[Detection examples]
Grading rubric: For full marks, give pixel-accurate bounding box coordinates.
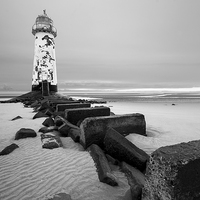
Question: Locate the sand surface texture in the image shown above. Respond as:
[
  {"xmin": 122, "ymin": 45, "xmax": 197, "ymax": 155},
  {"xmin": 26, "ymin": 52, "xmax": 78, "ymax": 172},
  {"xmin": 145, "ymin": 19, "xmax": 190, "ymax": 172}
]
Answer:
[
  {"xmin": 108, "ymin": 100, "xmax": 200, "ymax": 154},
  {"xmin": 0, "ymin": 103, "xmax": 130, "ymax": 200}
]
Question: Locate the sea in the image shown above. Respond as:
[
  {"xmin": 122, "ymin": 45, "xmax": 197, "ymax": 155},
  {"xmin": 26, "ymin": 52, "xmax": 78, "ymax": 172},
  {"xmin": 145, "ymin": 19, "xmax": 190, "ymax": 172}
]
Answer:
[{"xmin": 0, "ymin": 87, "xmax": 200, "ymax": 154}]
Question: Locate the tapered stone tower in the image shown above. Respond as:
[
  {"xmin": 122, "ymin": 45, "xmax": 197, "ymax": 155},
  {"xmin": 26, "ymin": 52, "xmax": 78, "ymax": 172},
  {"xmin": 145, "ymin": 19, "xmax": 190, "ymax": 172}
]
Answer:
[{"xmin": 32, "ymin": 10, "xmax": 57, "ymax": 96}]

...

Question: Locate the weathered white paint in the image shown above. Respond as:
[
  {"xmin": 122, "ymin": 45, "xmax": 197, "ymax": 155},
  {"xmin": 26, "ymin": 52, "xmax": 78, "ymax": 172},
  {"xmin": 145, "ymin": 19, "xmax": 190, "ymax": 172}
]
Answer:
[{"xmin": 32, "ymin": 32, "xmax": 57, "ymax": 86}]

---

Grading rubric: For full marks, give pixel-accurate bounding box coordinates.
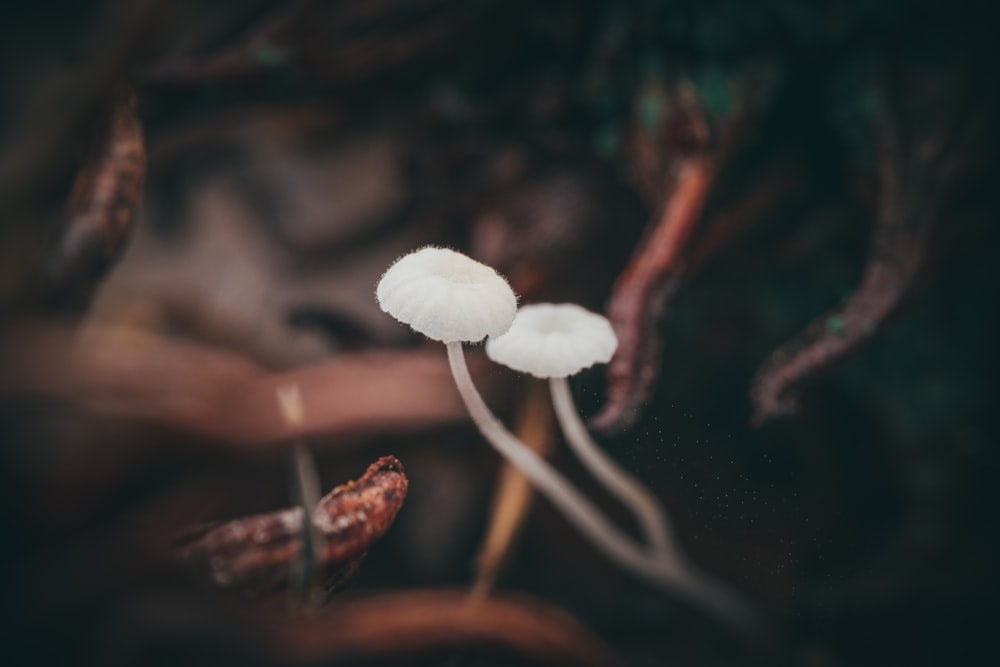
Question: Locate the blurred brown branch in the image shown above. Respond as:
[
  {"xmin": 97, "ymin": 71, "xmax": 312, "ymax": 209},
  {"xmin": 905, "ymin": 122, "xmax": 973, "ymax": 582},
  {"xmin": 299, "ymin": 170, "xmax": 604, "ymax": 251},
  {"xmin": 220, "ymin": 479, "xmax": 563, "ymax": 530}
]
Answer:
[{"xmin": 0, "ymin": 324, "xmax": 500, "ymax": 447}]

◆ REQUIRED TASK:
Show each line from the preceding entries that contains the word "above", copied unchanged.

◆ FULL ANSWER:
Question: Locate the sand surface texture in the image shown above. Respond as:
Question: Locate the sea in the image shown above. Respond as:
Question: Locate the tapered stone tower in the image shown above. Respond as:
Question: Locate the weathered white paint in the image shown above. Respond as:
Question: Locate the blurred brown branch in the image shown above. Respond as:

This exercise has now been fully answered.